- **TEXT PASSAGE**:
Amanda-Users

Re: Speed up 400GB backup?

2004-07-20 19:08:55
Subject: Re: Speed up 400GB backup?
From: Frank Smith <fsmith AT hoovers DOT com>
To: Kris Vassallo <kris AT linuxcertified DOT com>
Date: Tue, 20 Jul 2004 18:05:26 -0500
--On Tuesday, July 20, 2004 14:35:53 -0700 Kris Vassallo <kris AT 
linuxcertified DOT com> wrote:
>> NOTES:
> 
>>   driver: WARNING: /tmp: not 102400 KB free.

I overlooked this last night.  I've never seen this message myself,
but perhaps it is relevant.  Any thoughts, anyone?

> 
> I am using tar to do this. The bda1 system is a CVS server which gets
> hammered on all day long and does have tons of smaller files as well as
> a decent amount of larger ones.

As Stefan mentioned, there are probably subdirectories you could exclude
from the backup to speed things up.  You mentioned part of it was used
for CVS, perhaps you can exclude some of the build trees and just backup
the source trees.

> The disks in the venus box are all SATA 150 drives, SCSI is way out of
> the price range for this amount of space. If venus is the machine that
> is taking forever to do the estimates, is it possible that 1. estimates
> start on all machines, 2. the estimates finish on the smaller remote
> file systems first; these systems begin to dump. 3. now along with the
> backup server trying to do an estimate on its own disks, its also
> dealing with a dump coming in from remote systems and all of this
> together is slowing it down? Do I have any valid ideas here?

Possible, although the estimates write to /dev/null, so the remote
dumps shouldn't be slowing them down unless it's your controller
limiting you and not the disks themselves.  You could try commenting
out all the other filesystems in your disklist and see if the estimate
still takes as long.

- **ACTIONS TO TAKE**:
1. In the reply about speeding up the backup, repeat the passage word for word, beginning at the words "As Stefan mentioned, there" and stopping after "the source trees.".
2. Render this sentence from the reply about speeding up the backup in Spanish: "As Stefan mentioned, there are probably subdirectories you could exclude from the backup to speed things up."

- **PROVIDED RECORDS**:

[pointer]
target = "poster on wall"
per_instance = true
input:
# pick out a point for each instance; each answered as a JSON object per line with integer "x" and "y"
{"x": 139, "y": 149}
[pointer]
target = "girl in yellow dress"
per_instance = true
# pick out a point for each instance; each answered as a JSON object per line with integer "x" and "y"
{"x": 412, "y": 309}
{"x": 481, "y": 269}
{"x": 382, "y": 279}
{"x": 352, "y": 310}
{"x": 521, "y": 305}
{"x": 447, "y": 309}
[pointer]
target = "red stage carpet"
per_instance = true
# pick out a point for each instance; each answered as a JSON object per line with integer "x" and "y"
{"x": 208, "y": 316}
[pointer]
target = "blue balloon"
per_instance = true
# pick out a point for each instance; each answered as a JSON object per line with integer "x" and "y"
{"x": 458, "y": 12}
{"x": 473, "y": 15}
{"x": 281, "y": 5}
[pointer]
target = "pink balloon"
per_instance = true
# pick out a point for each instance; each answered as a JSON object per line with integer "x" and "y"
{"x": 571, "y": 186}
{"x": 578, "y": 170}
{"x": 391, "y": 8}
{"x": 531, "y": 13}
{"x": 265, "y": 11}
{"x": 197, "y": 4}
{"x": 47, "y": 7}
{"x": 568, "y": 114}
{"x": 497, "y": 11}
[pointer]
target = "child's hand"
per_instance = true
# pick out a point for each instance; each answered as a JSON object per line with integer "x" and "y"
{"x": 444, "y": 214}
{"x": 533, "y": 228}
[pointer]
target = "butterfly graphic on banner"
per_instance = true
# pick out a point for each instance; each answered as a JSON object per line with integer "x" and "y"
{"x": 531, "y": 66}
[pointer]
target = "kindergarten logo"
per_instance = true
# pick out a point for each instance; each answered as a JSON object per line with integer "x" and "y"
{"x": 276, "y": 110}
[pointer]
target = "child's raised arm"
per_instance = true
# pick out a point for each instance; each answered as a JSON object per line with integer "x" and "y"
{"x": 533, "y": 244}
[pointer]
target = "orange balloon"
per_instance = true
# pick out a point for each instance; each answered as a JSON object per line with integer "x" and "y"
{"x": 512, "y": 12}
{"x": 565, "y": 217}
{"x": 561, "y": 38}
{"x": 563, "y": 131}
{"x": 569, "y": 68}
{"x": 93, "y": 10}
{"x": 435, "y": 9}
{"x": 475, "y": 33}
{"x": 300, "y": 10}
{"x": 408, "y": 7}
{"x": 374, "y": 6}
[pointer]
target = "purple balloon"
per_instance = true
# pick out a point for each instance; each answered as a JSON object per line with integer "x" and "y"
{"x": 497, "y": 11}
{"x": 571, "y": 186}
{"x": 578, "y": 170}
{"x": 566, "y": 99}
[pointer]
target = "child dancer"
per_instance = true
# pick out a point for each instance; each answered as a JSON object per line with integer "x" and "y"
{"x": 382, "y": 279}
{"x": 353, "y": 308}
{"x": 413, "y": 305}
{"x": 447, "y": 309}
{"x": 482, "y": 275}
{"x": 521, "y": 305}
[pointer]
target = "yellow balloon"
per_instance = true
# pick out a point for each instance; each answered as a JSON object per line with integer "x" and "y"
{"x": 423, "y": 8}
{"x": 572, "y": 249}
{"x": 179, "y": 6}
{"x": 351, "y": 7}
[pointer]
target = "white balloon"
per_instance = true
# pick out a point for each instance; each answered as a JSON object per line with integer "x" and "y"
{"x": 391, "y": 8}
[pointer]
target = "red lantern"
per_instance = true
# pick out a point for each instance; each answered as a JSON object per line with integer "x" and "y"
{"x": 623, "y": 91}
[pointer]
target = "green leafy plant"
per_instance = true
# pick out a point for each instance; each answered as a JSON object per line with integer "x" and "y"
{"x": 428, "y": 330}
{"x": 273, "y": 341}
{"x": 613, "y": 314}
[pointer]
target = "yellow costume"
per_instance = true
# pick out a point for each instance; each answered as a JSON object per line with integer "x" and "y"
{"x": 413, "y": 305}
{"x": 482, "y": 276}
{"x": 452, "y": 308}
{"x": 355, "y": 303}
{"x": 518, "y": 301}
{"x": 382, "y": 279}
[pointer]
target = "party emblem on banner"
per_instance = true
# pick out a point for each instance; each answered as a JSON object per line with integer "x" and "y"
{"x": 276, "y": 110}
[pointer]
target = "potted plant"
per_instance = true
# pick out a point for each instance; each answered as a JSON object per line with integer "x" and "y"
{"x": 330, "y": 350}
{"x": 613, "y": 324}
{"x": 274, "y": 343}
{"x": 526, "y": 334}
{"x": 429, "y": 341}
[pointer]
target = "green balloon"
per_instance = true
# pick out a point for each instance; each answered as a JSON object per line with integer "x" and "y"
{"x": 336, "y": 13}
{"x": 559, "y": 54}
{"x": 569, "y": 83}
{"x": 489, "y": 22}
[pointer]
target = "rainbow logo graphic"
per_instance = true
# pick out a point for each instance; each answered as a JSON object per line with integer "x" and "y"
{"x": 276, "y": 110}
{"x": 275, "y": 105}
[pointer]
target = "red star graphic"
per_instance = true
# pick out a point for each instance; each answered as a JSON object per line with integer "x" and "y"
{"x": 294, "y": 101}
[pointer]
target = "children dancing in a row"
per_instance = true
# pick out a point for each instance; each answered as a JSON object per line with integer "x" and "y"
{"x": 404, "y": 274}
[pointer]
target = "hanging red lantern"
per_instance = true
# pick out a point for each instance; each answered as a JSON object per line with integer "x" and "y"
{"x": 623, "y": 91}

- **OUTPUTS**:
1.
As Stefan mentioned, there are probably subdirectories you could exclude
from the backup to speed things up.  You mentioned part of it was used
for CVS, perhaps you can exclude some of the build trees and just backup
the source trees.

2. Como mencionó Stefan, probablemente hay subdirectorios que podrías excluir de la copia de seguridad para acelerar las cosas.